醜いもの

断定してもいいことだが、安易さは醜い*1
最近のニュースから。

11日午前11時45分ごろ、千葉市若葉区西都賀3丁目の市道で、2人組の男が、車いすの同市稲毛区の無職女性(40)を路地に引き込み、ナイフのようなものを見せ「金を出せ」と脅した。男らは女性が足元に挟んでいた現金40万円*2入りの袋を奪い、オートバイで逃走した。
http://headlines.yahoo.co.jp/hl?a=20040911-00000084-kyodo-soci より

危険性を最小限に抑える「獲物」の選択と、やり口の単純さ。生活と地続きの、最低限度の「収穫(目的)」。背後に何のロマンも感じさせない、「日常生活的」な犯罪。
醜くしているものは文脈だろうか。

チェッカーズ高杢禎彦(42)が同じグループのボーカル、藤井フミヤ(42)を名誉棄損と営業妨害で訴えることを検討していることが14日、分かった。関係者によると、高杢側が問題にしているのは13日、都内で行われた元チェッカーズのドラマー、故徳永善也さんを送る会での発言。フミヤは、高杢が昨年6月に出版した「チェッカーズ」(新潮社)について、「デタラメな本だから、みんなから読まないほうがいいよと言われ、読んでいない」と話した。
http://headlines.yahoo.co.jp/hl?a=20040915-00000062-sph-ent より

死者はどこに行ったのだろうか。社会的な体面を弔う気持ちに短絡させる、その考え方は安易ではないのだろうか。死者さえもが自分が「生きること」の倫理に抵触しないなら、生きる「やり方」を制限しないならば、その材料になるのならば、この世界で生きているのは動物だけということになる。
事実としては、死者さえも手段にして、人の生活は続いていく。でもそれは決して表に出してはいけないことなのではないだろうか。

大量破壊兵器――「戦争の大義」にけじめを(朝日新聞社説)
(略)
フセイン政権が危険な独裁体制であったことは、米国の言う通りだ。しかし、この戦争は米国にとっても、世界にとっても、あまりにコストが高い。それをもたらした情報や判断の誤りについて、米国自身にきちんとけじめをつけてほしいというのが、今の国際世論だろう。
さて、小泉首相はこれまでの言動を悔いているだろうか。
大量破壊兵器はいずれ見つかる。戦争は正しい。首相はそう言い続けてきた。(・・・中略・・・)判断のもととなった情報や検討の過程を洗い直し、それを国会で国民に対して説明するのが当然の義務である。
確かなけじめは、日本にも要る。
http://www.asahi.com/paper/editorial20040916.html より

「けじめ」とは「(道徳や慣習として守らなければならない)区別」を意味する*3が、慣用的には「けじめをつける」の用法からも分かるように、「反省」の一形式である。
「反省」という形式は一見自意識内で完結するように思えるが、もちろん、過去の自分を現在の自分から切り離すという外在的な操作と、過去の自分と現在の自分との連続性の自明視という、二つの要素の統合が前提となっている*4
そして、認識論のレベルはともかく、行為のレベルにおける反省はほとんどの場合「事後的」である。ぼくがこの社説に感じる違和感は、その点を中心とした二つである。

[出題内容]
提示文のうち、「大量破壊兵器――「戦争の大義」にけじめを(朝日新聞社説)」を含む語句で始まり「の点を中心とした二つである。」で終わる部分を、一字も変えずに返してください。 答えるときは提示文だけを根拠にしてください。

[データ一覧]

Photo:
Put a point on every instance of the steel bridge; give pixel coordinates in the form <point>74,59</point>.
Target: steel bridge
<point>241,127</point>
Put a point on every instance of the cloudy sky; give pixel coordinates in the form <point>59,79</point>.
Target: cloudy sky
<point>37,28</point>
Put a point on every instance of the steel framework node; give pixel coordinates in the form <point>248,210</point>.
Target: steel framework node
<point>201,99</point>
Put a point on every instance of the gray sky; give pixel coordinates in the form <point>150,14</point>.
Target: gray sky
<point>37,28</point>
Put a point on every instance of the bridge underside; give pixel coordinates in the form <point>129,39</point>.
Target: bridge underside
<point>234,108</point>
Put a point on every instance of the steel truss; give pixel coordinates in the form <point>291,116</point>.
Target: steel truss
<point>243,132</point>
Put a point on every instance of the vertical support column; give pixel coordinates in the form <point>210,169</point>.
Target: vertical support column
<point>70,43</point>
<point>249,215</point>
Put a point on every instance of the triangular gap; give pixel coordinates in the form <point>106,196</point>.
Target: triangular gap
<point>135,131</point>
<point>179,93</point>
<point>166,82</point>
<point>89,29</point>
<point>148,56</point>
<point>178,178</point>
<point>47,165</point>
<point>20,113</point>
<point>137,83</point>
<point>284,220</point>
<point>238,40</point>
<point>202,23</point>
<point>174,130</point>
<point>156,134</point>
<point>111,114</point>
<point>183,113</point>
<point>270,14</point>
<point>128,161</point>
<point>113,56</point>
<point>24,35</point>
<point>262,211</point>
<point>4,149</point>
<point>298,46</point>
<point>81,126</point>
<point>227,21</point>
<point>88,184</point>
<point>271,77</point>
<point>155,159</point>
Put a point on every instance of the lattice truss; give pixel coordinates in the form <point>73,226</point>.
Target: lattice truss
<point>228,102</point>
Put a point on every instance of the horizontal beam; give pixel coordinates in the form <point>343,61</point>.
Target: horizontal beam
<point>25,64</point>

[解答全文]
大量破壊兵器――「戦争の大義」にけじめを(朝日新聞社説)
(略)
フセイン政権が危険な独裁体制であったことは、米国の言う通りだ。しかし、この戦争は米国にとっても、世界にとっても、あまりにコストが高い。それをもたらした情報や判断の誤りについて、米国自身にきちんとけじめをつけてほしいというのが、今の国際世論だろう。
さて、小泉首相はこれまでの言動を悔いているだろうか。
大量破壊兵器はいずれ見つかる。戦争は正しい。首相はそう言い続けてきた。(・・・中略・・・)判断のもととなった情報や検討の過程を洗い直し、それを国会で国民に対して説明するのが当然の義務である。
確かなけじめは、日本にも要る。
http://www.asahi.com/paper/editorial20040916.html より

「けじめ」とは「(道徳や慣習として守らなければならない)区別」を意味する*3が、慣用的には「けじめをつける」の用法からも分かるように、「反省」の一形式である。
「反省」という形式は一見自意識内で完結するように思えるが、もちろん、過去の自分を現在の自分から切り離すという外在的な操作と、過去の自分と現在の自分との連続性の自明視という、二つの要素の統合が前提となっている*4
そして、認識論のレベルはともかく、行為のレベルにおける反省はほとんどの場合「事後的」である。ぼくがこの社説に感じる違和感は、その点を中心とした二つである。